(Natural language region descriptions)
_ _ _ _

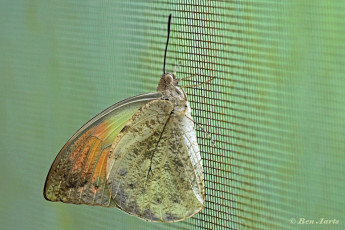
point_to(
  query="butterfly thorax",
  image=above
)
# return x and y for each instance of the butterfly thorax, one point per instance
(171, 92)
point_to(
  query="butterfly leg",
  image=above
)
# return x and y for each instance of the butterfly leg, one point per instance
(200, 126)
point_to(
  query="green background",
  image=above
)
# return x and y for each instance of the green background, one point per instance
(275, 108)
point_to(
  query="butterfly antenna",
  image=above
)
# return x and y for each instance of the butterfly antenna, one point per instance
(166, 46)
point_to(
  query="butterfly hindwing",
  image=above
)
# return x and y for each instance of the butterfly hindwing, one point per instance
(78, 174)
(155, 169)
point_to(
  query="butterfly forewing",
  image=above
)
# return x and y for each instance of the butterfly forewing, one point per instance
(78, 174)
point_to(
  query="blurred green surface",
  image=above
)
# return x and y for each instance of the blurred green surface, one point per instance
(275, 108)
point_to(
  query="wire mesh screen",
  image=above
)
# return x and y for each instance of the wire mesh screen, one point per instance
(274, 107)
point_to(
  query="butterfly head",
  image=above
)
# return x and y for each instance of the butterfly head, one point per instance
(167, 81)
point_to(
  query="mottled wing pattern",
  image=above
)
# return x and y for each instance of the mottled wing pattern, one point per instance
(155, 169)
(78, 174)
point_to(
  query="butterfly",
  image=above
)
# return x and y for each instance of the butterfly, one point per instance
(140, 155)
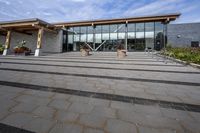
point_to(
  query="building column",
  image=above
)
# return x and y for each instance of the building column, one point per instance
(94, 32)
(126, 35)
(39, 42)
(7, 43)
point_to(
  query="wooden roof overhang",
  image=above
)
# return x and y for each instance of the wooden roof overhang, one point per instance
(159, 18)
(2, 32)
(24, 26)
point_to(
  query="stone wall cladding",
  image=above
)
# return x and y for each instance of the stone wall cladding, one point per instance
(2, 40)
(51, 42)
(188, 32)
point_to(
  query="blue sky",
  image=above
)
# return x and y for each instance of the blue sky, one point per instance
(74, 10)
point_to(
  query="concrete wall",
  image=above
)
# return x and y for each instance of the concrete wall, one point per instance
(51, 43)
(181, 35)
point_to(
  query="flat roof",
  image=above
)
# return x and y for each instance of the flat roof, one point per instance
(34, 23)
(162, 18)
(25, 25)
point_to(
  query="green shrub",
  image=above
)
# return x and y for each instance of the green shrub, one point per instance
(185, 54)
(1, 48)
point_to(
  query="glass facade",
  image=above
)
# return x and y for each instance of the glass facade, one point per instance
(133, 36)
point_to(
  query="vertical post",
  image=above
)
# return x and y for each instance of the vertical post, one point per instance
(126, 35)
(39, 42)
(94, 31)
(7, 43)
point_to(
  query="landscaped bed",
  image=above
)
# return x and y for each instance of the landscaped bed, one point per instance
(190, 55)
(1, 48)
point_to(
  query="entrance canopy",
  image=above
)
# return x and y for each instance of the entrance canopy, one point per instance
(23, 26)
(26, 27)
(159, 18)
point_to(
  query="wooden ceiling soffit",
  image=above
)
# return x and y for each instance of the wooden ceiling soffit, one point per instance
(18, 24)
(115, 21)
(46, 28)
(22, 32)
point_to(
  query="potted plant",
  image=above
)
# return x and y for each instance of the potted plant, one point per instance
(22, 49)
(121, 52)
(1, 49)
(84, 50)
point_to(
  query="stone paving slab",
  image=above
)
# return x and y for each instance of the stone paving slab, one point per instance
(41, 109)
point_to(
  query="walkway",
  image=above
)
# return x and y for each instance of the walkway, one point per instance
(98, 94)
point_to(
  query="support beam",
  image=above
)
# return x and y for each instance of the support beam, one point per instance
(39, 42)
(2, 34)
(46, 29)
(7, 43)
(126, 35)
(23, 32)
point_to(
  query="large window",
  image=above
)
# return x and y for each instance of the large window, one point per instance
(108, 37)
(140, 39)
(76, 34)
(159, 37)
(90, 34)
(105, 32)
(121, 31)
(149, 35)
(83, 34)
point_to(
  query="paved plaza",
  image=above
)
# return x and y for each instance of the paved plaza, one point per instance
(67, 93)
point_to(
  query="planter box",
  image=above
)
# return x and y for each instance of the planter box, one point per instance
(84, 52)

_ _ _ _

◆ Task to carry out: Retype each record exactly as it stands, but do not include the pictures.

◆ Exercise answer:
point_to(
  query="butterfly thorax",
  image=above
)
# return x and y for each instance of the butterfly thorax, one point per instance
(171, 92)
point_to(
  query="butterfly leg",
  image=above
)
# return x and y for each instance of the butterfly leg, one point per instance
(200, 126)
point_to(
  query="green background",
  image=above
)
# return x and y for each instance of the green background, one point per instance
(275, 108)
point_to(
  query="butterfly antenna",
  image=above
)
# return x and y for each instance of the butterfly antenna, one point per instance
(166, 46)
point_to(
  query="butterfly hindwing",
  image=above
)
# return x and y for each instance of the butterfly hindwing, one point per instance
(78, 174)
(155, 169)
point_to(
  query="butterfly forewing",
  image=above
)
# return x and y for each instance of the butterfly forewing, one point per instance
(78, 174)
point_to(
  query="blurred green surface",
  image=above
)
# return x and y for each instance of the blurred green surface, one point per instance
(275, 108)
point_to(
  query="wire mesh screen",
  image=above
)
# return x and y for each instance of the wire mesh screen, one point per instance
(274, 107)
point_to(
  query="butterfly head",
  image=above
)
# return x and y for each instance of the butterfly head, one point per instance
(167, 81)
point_to(
  query="mottled wing pattern",
  image=above
)
# return x and y for each instance of the mottled wing pattern, one point per instance
(155, 169)
(78, 174)
point_to(
  query="butterfly",
  image=above
)
# return x and y for each instance of the butterfly, one point per instance
(140, 155)
point_to(
  query="building column",
  image=above
)
# return x and y for each instance of the building column, one point per instance
(94, 32)
(126, 35)
(39, 42)
(7, 43)
point_to(
  query="wooden roof overhang",
  image=above
)
# return x and y for each instance of the wooden roof overhang, one point per instance
(159, 18)
(2, 32)
(24, 26)
point_to(
  query="stone wall cladding",
  image=above
)
# return x and y for each instance of the stone wall cladding, one point per instance
(2, 40)
(51, 42)
(188, 32)
point_to(
  query="blue sky",
  image=above
)
# return x and y for each instance of the blue sky, one point per instance
(74, 10)
point_to(
  query="concrete wall",
  image=above
)
# return x and y for each instance of the concrete wall, one point per instance
(51, 43)
(181, 35)
point_to(
  query="flat roof",
  image=above
)
# return x and y for each instance of the flat roof, one point per instance
(34, 23)
(162, 18)
(25, 25)
point_to(
  query="green shrub",
  image=above
)
# return x and y for each instance of the green shrub, one point per instance
(185, 54)
(1, 48)
point_to(
  query="glass facade",
  image=above
)
# return x and y for each instance of the glass facade, one point per instance
(133, 36)
point_to(
  query="vertical post",
  image=above
)
# return x and y for each instance of the vertical post, one point per instance
(126, 35)
(39, 42)
(94, 31)
(7, 43)
point_to(
  query="landscaped bed",
  image=above
)
# return x and y for each instance of the landscaped bed, one point per instance
(190, 55)
(1, 48)
point_to(
  query="entrance canopy",
  image=above
)
# return x and y for each instance of the entrance canopy, one point per instance
(23, 26)
(26, 27)
(159, 18)
point_to(
  query="wooden ceiling soffit",
  image=above
)
# return x and y for each instance of the wooden ceiling soffit, one point per instance
(18, 24)
(115, 21)
(46, 28)
(22, 32)
point_to(
  query="potted plant",
  image=above
)
# return x and y for each instance of the potted plant, one point per instance
(22, 49)
(121, 52)
(1, 49)
(84, 50)
point_to(
  query="stone paving slab",
  image=above
)
# return x and y for each instance of the stone paving slab, one point per instance
(41, 109)
point_to(
  query="walkway",
  image=above
)
# return x and y for each instance of the walkway, one point per instance
(98, 94)
point_to(
  query="support beam",
  image=above
)
# return x and y for each instance of the support beam, one point per instance
(39, 42)
(2, 34)
(46, 29)
(7, 43)
(126, 35)
(23, 32)
point_to(
  query="large window",
  image=above
)
# return x and y for each instance of the large window, one point per instance
(108, 37)
(140, 39)
(76, 34)
(159, 37)
(90, 34)
(105, 32)
(121, 31)
(149, 35)
(83, 34)
point_to(
  query="paved plaza",
  image=above
)
# return x and y for each instance of the paved plaza, one point per instance
(67, 93)
point_to(
  query="planter box",
  image=above
)
# return x and y for each instance of the planter box, one point per instance
(84, 52)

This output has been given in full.